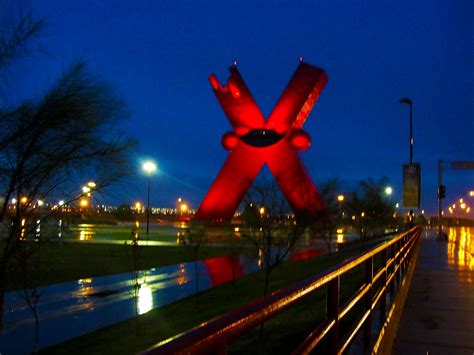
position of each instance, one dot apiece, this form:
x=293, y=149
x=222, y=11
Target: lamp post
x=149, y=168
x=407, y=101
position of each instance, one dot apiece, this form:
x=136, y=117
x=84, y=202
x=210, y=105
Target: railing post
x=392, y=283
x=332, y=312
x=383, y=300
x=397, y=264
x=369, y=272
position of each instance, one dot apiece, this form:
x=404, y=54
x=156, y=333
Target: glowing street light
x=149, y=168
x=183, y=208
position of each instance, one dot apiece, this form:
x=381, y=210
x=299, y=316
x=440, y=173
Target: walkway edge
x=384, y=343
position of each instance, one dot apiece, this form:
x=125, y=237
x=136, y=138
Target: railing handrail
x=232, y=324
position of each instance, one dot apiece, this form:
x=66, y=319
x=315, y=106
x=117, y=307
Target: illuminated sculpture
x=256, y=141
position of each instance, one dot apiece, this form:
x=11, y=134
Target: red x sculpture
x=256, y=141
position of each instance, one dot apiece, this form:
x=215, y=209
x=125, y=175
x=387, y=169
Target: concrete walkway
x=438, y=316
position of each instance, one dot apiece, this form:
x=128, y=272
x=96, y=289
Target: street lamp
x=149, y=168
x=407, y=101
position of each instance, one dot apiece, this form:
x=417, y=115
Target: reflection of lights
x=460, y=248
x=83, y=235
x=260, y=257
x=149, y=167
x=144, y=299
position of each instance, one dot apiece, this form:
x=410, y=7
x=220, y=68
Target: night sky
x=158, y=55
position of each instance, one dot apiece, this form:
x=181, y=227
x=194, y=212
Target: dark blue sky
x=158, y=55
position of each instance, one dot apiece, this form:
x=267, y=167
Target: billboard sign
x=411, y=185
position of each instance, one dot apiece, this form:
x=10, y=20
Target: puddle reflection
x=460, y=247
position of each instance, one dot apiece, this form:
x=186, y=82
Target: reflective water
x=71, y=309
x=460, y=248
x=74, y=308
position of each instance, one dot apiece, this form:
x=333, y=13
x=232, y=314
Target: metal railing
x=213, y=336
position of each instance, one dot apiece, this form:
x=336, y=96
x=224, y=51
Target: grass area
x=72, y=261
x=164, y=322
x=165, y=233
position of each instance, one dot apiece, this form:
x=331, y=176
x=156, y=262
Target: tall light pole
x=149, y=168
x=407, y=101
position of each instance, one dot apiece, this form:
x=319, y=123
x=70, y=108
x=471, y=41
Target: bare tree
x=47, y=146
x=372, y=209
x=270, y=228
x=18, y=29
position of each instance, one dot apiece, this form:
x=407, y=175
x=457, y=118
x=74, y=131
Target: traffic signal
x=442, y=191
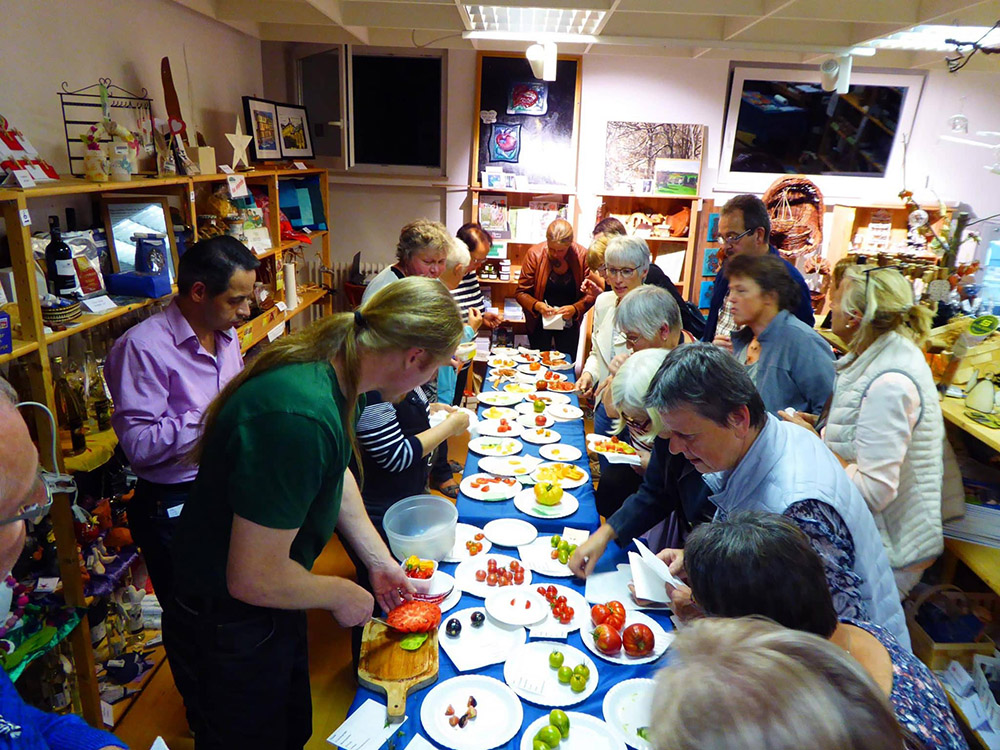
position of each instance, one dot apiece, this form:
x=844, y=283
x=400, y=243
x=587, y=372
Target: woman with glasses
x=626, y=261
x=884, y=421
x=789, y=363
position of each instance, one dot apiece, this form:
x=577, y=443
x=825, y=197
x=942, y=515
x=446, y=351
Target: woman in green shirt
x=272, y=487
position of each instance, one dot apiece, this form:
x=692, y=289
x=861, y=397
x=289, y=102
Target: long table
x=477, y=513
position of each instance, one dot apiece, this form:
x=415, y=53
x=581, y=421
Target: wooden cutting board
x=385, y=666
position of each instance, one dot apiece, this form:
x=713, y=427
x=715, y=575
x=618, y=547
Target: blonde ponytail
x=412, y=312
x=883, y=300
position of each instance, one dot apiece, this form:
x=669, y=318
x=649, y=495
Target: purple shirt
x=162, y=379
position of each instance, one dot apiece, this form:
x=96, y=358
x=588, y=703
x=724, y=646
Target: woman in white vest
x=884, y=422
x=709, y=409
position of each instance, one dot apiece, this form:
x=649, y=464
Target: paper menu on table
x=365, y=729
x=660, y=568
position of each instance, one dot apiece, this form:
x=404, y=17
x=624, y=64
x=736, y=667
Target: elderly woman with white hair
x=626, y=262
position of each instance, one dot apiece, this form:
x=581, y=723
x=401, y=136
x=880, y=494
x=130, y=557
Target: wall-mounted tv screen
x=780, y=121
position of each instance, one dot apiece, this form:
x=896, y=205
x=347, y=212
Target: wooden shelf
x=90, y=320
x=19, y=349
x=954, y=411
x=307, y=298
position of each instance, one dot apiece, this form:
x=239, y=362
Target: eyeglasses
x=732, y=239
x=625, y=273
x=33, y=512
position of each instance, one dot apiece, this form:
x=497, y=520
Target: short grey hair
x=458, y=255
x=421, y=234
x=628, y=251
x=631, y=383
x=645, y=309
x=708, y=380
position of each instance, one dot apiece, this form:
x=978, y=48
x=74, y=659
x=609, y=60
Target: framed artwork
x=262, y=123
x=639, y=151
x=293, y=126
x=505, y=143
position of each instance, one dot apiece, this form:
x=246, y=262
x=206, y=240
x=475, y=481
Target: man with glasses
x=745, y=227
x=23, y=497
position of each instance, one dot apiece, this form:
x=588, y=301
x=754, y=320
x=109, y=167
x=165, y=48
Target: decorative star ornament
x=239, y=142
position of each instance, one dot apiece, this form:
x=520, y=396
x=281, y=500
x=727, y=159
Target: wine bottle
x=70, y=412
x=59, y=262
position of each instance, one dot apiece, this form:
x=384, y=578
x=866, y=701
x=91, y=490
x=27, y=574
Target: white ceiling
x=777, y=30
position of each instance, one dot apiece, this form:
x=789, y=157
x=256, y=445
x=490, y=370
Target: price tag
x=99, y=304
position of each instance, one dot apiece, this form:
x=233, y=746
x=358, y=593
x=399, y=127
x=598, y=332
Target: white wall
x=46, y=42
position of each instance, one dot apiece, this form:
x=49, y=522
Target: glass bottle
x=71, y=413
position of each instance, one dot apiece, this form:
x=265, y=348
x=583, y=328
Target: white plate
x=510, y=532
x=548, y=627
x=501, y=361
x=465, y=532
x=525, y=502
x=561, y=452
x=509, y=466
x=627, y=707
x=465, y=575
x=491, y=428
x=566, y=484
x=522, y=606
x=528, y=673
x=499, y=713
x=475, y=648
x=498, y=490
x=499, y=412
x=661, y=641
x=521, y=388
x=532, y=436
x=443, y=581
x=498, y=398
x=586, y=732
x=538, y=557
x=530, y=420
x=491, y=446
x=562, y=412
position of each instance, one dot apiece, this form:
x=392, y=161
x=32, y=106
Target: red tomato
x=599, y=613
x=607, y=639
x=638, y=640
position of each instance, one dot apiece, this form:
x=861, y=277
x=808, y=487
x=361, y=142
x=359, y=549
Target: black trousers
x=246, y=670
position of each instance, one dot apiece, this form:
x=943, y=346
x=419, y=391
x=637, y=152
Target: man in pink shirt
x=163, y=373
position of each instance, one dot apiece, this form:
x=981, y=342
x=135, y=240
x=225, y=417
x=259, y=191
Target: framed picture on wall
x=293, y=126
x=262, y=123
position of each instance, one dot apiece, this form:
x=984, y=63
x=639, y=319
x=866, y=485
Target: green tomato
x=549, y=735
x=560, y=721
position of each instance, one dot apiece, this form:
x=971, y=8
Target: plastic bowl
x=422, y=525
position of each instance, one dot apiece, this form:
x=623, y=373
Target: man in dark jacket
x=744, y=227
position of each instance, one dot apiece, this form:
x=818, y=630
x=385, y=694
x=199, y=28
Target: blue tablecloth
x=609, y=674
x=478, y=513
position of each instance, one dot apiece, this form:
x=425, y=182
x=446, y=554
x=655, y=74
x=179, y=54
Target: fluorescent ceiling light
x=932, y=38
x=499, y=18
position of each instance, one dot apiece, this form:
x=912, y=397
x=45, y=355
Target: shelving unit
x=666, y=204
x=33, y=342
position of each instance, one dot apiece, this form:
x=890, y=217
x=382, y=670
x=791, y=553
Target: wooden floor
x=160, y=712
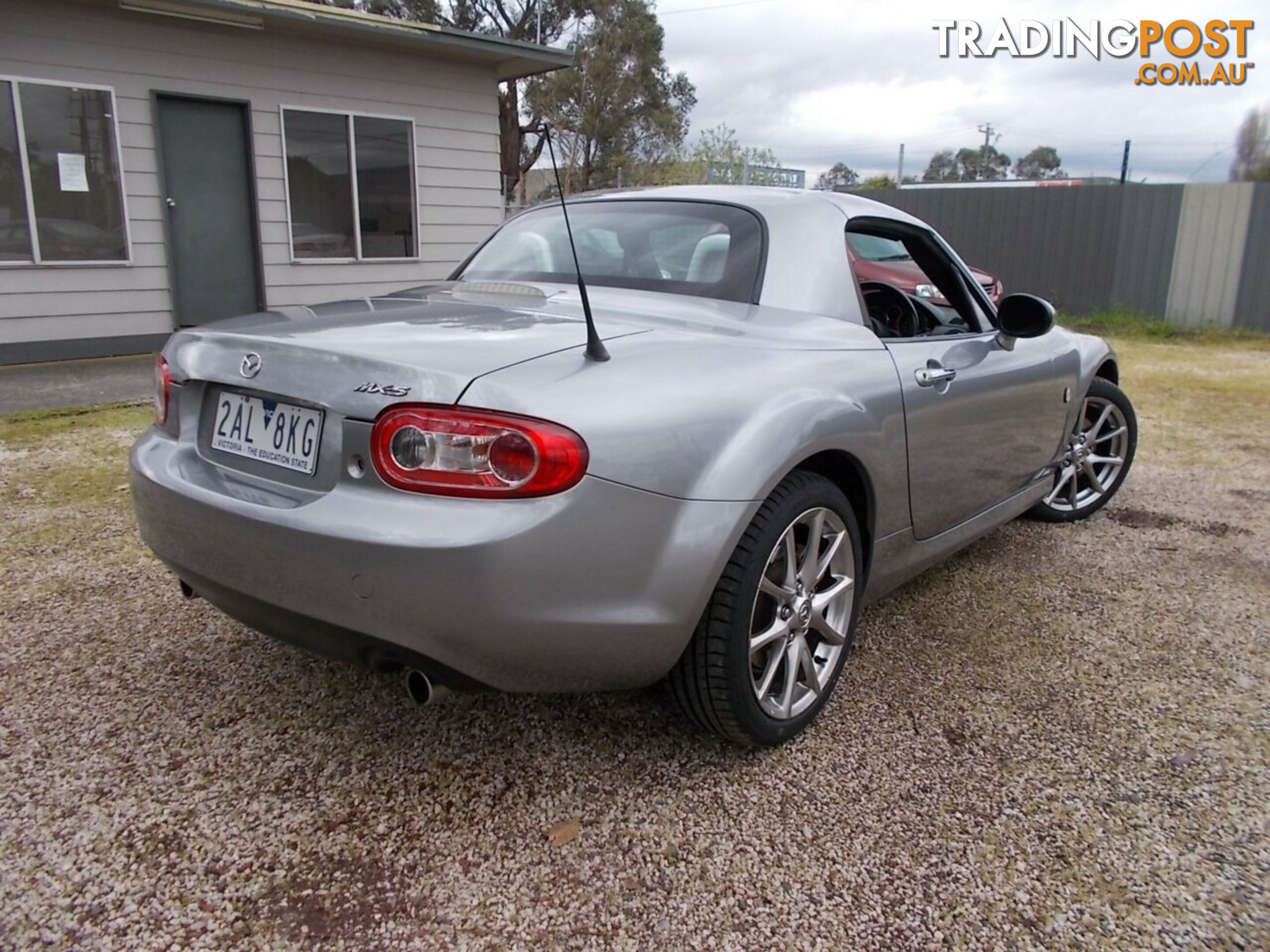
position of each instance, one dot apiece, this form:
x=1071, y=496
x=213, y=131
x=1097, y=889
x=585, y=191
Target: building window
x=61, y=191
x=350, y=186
■ ■ ■ ■ ■ ■ ■
Please copy, exactly and with nothing else, the lines above beginning at the line that has "Target: long table" and ending with the line that has "x=736, y=667".

> [Task response]
Target: long table
x=477, y=513
position of each instance, one dot apiece, this form:
x=415, y=53
x=581, y=421
Target: wooden cutting board
x=385, y=666
position of each instance, one dot apiece, this form:
x=713, y=427
x=715, y=575
x=618, y=547
Target: blonde ponytail
x=412, y=312
x=883, y=300
position of each instance, one dot apiece, this form:
x=669, y=318
x=649, y=495
Target: purple shirt
x=162, y=379
position of each instance, one dot apiece, this form:
x=96, y=358
x=588, y=703
x=724, y=646
Target: woman in white vest
x=884, y=422
x=709, y=409
position of each instance, one dot apiece, this form:
x=649, y=464
Target: paper menu on table
x=365, y=729
x=660, y=568
position of each instance, one dot apiece, this form:
x=404, y=17
x=624, y=64
x=736, y=667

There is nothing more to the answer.